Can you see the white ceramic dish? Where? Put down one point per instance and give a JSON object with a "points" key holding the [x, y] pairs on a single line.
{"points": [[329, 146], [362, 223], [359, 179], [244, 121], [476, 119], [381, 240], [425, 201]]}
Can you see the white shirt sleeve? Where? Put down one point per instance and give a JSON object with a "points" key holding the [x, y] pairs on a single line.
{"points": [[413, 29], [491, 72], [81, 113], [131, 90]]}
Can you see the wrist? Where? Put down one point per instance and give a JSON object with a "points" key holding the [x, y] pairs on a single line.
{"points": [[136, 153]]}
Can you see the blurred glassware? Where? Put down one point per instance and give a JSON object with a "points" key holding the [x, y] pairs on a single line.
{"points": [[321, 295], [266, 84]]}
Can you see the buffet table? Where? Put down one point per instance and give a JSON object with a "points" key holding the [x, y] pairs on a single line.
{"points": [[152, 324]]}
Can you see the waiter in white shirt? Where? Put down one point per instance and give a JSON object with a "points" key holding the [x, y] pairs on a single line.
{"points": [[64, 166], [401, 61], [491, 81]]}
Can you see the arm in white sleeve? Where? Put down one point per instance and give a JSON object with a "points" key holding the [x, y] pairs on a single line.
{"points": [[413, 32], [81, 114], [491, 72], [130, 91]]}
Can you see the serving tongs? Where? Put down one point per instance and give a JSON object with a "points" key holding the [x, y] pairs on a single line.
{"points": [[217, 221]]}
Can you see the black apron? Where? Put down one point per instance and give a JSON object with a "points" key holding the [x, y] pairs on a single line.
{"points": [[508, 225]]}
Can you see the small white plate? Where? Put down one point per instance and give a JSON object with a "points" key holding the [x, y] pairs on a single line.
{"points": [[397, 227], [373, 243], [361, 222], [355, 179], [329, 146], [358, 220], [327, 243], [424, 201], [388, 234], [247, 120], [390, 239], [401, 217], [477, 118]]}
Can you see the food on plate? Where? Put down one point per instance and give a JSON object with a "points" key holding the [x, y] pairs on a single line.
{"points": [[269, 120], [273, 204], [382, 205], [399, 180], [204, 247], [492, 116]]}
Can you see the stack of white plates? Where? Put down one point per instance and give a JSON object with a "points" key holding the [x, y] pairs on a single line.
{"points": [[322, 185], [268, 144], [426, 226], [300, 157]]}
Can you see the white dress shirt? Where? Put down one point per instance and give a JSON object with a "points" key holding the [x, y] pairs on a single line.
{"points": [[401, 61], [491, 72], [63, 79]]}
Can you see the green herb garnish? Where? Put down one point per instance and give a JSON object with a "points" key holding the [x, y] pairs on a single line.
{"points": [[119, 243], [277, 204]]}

========

# YOUR ASSIGNMENT
This exercise asks for the line with "Can you see the food" and all lines after it through the end of the records above, retyped exactly and with nothing else.

# OUTPUT OF THE TASK
Can you see the food on plate? Where? Put down one point per instance and give a JSON object with a "points" key holding the [x, y] pairs on a single line.
{"points": [[269, 120], [273, 204], [382, 205], [399, 180], [204, 247], [492, 116]]}
Can you see the stack of white plates? Where? Put down one point per instance and give a JSON object with a "points" key holding the [x, y] pairs on a single line.
{"points": [[322, 185], [268, 144], [426, 226], [300, 157]]}
Can you see the white dress shirt? Where? Put down one point per instance and give a JSON object with a "points" key holding the [x, y] pairs on a single line.
{"points": [[401, 61], [491, 72], [63, 79]]}
Can you see the green herb garnish? Where? Put down one point per instance and give a JSON object with a "points" key holding the [x, y] pairs on a single line.
{"points": [[119, 243], [277, 204]]}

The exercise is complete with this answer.